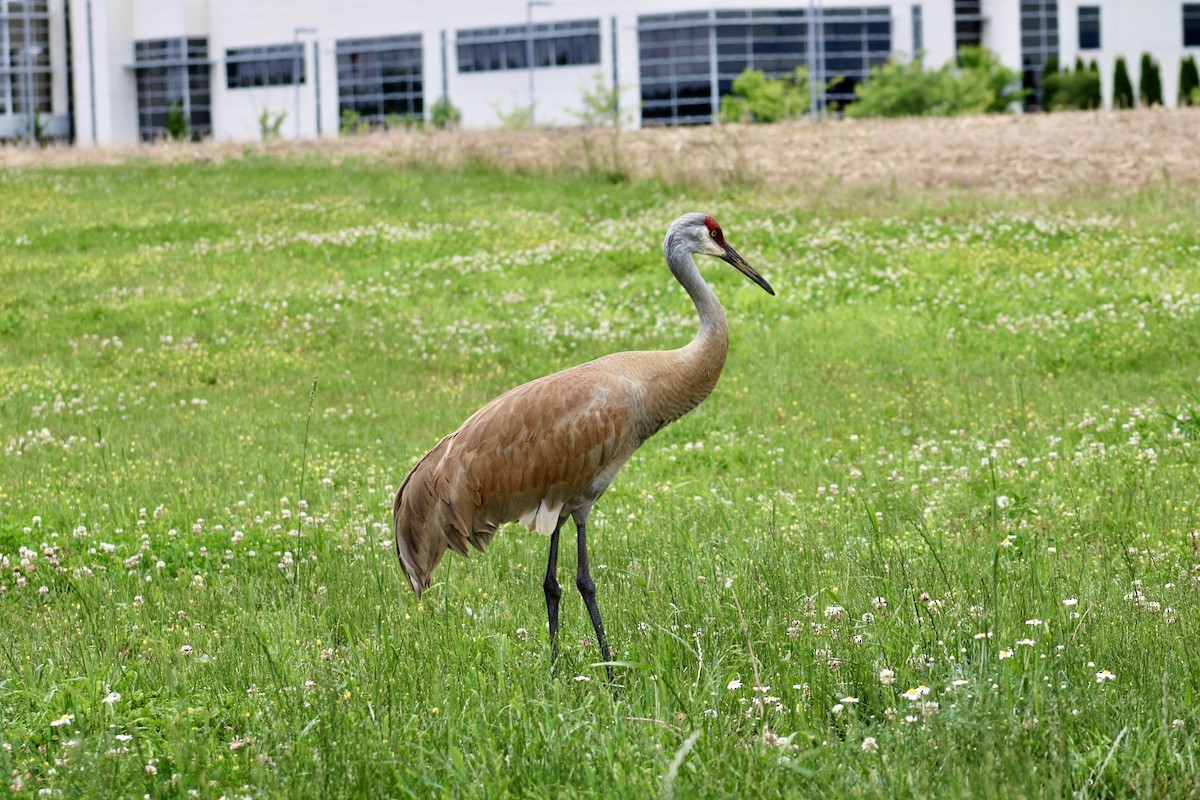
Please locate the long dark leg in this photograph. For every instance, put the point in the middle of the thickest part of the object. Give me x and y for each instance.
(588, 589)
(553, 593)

---

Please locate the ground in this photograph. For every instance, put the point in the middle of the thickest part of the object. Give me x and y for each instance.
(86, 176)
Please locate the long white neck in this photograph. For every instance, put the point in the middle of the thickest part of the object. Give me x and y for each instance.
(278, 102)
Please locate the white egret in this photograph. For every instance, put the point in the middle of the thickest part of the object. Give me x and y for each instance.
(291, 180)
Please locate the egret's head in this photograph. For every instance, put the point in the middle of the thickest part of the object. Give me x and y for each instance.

* * *

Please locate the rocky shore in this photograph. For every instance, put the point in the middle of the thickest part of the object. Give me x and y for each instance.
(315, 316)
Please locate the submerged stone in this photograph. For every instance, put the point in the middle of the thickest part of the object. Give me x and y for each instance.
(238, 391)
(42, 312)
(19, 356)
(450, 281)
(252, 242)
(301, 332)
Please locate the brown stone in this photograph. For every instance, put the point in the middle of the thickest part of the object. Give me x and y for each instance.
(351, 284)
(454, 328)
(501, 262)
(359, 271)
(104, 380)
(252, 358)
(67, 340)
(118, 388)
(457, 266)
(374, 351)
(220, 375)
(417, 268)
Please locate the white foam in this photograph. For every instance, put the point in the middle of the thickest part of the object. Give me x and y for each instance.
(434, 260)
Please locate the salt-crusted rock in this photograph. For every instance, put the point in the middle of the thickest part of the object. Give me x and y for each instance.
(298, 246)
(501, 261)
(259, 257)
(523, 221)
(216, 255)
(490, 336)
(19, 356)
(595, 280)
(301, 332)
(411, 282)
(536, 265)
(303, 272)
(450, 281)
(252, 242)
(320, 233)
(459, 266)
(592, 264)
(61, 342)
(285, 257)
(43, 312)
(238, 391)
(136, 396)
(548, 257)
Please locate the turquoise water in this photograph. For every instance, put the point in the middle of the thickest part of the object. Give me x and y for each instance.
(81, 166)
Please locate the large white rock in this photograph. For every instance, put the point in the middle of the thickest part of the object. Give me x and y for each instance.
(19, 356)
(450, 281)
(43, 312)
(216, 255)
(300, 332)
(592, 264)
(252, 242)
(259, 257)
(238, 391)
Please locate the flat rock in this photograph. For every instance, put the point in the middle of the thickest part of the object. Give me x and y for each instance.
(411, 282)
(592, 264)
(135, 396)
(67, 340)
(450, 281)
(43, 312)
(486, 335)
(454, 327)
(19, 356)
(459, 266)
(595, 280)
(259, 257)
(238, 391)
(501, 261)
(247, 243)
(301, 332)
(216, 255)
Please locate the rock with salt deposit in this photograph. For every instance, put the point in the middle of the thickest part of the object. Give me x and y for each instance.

▸ **PROBLEM DESCRIPTION**:
Update everything from the line containing "Please locate the long white" down to the line containing "Please locate the egret's" by replacing "thickest" with "widest" and leaving all else unchanged. Return only those lines.

▸ **WRITTEN ANSWER**:
Please locate the long white neck in this photograph. For every instance, put the point in the middle of the widest part of the object. Give me x and y for each instance.
(278, 102)
Please locate the white egret in this photograph. For every instance, put the point in the middle of the widest part of the object. Give me x and y for each instance.
(291, 180)
Please locate the egret's head in this photograph. For every instance, put the point in the middle of the widest part of the object. Give me x and y for each instance.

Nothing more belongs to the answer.